What the task requires: Copy the investment text below from "The trust has" up to and including "of the investment.", switching "climate change" to "global warming".
### Extracted text
Turbulence in the equity and property markets over the last year has reaffirmed that reliance on one or two assets or methods of investing will eventually bring disappointment.

 

One reaction has been for investment advisers and banks to guide clients to cautious/conservative multi asset fund management - we have done some of this ourselves. Whilst this might suit a cautious/balanced investor by mainstream thinking and FSA guidance (that’s the government!), we argue that a client who categorises themselves as high risk and builds a range of different assets wider than mainstream government regulated funds, may well be much better off in the longer term.

 

An alternative proposal to regulated portfolio or fund management where daily access is available, is to spread any capital between the ideas illustrated below, diversifying risk into assets which do not necessarily move with the main markets. These include Investment Trusts, Structured Products, Alternative Assets, Hedge Funds and Commodities.

 

The following conceptual proposition would be for high risk investors with approximately £100,000 plus to invest for 5 years plus.

 

Investment Trusts

Investment Trusts might be considered as more effective vehicles to access the investment world than Unit Trusts, OIECS and Insurance Company funds because

  • they raise a fixed amount of funds to invest, not suffering from excessive in or outflows of money
  • their ability to borrow money can enhance returns and increase risk
  • of their flexibility to hold large amounts of cash when deemed prudent
  • their managers tend to remain in place much longer than Unit Trust managers
  • of the possibility to buy investment trusts at a discount to their net asset value

Example of an Environmental Markets Investment Trust

This invests in companies making a positive impact on the environment, investing approximately :- 1/3 in energy stocks, such as wind power and solar panel technology, 1/3 into the water sector 1/3 into waste management and other environmentally sensitive stocks

 

The trust has had a good long-term record and should continue to benefit from the increasing interest in climate change.

 

Structured Products

These provide investors with exposure to stock markets with a degree of downside protection. Those that have been in existence for some time, launched when the market was considerably lower than it is today, have the potential to give positive returns even if markets fall from their current level. Structured products have a fixed life and generally pay out no income. They are traded on a daily basis to avoid being “locked in” for the life of the investment.

 

The main risk is if the banks where the money has been deposited over the life of the product were to go bust. If that were to happen we would have far more serious things to worry about than these particular investments!

 

An advantage is that they strip out the movement in the currency so that returns depend purely on the underlying index and not movements in the currency, further reducing the risk in overseas investment.

 

Example showing steady growth in a falling stock market

These shares have a life of between one and four years. The position is reviewed on February 6 each year. Launch level was 5875.40. Shares pay out 11p per annum providing the index has not dropped by 10% per annum. Current price is 99.25p giving returns as follows:-

  • On 6 February 2009 FTSE 100 is at or above 5287.86 return is 111p
  • On 8 February 2010 FTSE 100 is at or above 4700.32 return is 122p
  • On 7 February 2011 FTSE 100 is at or above 4112.78 return is 133p
  • On 9 February 2012 FTSE 100 is at or above 3525.24 return is 144p

If the market does not fall by 10% per annum in four years, investors should receive growth of 11% per annum. Only if the market were to fall by more than 50% from its launch date to a level of 2937, will investors’ capital be at risk since, if the market does dip below this point in the next four years and does not recover, then losses will be on the basis of one for one on the downside.
######
### Extracted entries
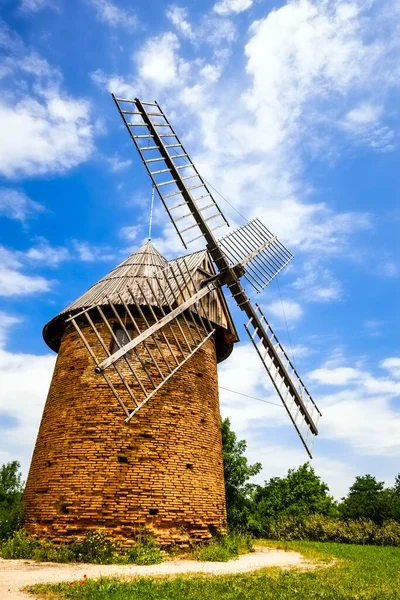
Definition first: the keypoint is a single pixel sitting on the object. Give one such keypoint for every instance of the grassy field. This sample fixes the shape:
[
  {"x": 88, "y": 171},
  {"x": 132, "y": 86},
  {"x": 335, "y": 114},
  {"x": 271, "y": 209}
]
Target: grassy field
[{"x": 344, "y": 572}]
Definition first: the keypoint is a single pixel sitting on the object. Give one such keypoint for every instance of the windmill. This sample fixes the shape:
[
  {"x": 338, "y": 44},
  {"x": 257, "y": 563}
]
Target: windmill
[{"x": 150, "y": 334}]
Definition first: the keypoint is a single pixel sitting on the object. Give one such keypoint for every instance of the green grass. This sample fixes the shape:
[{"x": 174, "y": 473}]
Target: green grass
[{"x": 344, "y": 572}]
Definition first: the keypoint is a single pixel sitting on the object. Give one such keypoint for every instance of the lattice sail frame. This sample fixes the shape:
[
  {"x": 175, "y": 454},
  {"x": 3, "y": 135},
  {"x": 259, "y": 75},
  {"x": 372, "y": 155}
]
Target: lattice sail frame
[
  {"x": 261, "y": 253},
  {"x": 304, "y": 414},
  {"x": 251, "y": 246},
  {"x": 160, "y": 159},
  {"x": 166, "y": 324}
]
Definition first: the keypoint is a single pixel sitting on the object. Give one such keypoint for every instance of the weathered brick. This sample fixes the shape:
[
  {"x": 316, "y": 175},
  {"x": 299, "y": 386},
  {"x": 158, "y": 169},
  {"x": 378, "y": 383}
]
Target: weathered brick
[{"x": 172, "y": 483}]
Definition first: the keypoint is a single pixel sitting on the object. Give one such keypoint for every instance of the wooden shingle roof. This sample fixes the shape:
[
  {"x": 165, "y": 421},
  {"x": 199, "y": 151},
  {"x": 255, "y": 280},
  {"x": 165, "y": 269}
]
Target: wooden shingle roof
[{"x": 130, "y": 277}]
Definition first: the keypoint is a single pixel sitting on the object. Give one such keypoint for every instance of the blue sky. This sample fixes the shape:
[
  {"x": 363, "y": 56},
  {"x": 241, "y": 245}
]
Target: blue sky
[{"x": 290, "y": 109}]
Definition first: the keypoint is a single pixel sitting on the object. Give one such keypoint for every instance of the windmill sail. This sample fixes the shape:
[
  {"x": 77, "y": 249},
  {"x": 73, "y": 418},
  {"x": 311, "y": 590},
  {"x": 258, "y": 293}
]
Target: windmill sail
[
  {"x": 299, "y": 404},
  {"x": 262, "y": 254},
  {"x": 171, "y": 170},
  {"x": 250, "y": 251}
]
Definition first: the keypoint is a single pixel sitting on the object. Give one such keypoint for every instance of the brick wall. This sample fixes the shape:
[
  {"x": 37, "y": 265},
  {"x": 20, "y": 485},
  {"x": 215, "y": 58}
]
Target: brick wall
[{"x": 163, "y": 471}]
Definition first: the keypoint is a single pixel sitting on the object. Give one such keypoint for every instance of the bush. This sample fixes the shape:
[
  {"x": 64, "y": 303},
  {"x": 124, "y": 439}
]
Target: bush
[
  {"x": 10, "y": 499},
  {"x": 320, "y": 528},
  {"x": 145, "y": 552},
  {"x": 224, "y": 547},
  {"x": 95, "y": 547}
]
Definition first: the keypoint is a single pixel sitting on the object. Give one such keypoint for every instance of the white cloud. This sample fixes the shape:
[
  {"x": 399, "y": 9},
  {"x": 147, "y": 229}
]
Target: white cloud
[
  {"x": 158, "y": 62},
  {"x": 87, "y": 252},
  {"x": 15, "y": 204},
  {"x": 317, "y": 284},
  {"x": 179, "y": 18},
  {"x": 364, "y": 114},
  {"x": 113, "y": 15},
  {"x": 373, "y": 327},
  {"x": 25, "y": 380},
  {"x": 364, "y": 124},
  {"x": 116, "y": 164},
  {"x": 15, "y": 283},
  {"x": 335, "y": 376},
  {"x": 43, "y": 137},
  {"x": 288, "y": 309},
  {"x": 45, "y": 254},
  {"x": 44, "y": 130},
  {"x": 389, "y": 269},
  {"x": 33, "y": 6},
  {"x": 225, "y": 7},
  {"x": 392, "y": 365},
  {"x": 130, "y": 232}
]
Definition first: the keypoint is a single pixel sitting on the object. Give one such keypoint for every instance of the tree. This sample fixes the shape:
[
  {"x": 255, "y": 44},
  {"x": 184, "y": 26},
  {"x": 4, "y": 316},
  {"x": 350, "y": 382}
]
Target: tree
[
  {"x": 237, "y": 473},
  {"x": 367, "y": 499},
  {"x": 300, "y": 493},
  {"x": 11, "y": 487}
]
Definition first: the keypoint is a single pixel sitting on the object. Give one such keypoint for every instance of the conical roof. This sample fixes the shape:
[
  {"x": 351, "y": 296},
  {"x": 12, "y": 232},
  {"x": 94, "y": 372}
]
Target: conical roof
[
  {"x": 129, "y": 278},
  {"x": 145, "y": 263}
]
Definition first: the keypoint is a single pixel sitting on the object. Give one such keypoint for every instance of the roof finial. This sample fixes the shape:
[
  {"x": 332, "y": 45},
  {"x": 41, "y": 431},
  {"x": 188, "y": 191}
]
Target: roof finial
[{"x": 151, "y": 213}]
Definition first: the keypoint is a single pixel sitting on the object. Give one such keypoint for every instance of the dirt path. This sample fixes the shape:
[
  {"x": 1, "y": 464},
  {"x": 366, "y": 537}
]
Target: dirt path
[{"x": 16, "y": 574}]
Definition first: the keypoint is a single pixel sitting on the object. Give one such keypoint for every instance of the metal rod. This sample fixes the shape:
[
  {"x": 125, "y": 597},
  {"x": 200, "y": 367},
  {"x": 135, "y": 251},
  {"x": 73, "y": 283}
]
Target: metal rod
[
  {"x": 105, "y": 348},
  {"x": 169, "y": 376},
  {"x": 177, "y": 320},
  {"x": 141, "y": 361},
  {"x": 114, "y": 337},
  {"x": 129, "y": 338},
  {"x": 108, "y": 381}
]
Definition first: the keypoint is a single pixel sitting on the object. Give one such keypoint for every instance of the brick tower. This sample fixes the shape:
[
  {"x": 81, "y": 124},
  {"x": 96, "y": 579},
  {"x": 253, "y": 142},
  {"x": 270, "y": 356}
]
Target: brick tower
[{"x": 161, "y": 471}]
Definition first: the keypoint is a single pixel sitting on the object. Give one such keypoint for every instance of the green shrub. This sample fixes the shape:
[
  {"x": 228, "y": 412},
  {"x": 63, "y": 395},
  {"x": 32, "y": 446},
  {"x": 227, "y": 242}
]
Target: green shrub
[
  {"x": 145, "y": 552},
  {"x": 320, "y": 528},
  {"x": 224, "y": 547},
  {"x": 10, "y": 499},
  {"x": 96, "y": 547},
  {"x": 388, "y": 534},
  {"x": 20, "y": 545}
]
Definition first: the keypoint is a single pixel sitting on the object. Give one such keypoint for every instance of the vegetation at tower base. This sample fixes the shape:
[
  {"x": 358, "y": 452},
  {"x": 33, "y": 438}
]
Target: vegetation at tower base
######
Answer for the task:
The trust has had a good long-term record and should continue to benefit from the increasing interest in global warming.

 

Structured Products

These provide investors with exposure to stock markets with a degree of downside protection. Those that have been in existence for some time, launched when the market was considerably lower than it is today, have the potential to give positive returns even if markets fall from their current level. Structured products have a fixed life and generally pay out no income. They are traded on a daily basis to avoid being “locked in” for the life of the investment.